Report each line of the listing below that contains the string "fish", copying the whole line. Treat uppercase and lowercase as different.

[Rows taken from a pointing dataset]
# # # # #
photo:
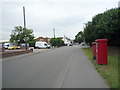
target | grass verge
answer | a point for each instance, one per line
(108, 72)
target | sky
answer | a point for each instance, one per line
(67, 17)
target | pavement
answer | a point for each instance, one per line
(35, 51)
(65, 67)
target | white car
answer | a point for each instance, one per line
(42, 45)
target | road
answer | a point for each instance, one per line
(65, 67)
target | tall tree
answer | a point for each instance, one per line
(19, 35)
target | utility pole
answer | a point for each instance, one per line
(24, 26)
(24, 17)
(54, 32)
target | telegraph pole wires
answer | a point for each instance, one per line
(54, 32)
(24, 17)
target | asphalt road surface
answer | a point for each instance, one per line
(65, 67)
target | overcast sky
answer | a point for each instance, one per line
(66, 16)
# # # # #
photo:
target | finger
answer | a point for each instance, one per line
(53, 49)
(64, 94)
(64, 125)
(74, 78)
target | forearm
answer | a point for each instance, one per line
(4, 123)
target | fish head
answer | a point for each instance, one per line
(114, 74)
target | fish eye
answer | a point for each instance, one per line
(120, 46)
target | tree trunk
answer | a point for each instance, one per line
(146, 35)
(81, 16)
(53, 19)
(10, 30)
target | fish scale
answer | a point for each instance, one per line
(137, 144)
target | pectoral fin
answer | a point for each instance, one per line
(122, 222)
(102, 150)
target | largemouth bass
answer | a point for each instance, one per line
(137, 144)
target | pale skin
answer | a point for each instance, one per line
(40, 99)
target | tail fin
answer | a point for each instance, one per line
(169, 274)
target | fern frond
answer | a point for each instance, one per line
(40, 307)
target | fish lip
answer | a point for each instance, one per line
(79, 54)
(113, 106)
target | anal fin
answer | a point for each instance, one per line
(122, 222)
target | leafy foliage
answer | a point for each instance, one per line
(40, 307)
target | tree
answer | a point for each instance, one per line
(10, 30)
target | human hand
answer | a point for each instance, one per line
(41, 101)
# # # # #
### SOLUTION FOR THIS PROBLEM
target | fish head
target | fish eye
target | fish scale
target | fish lip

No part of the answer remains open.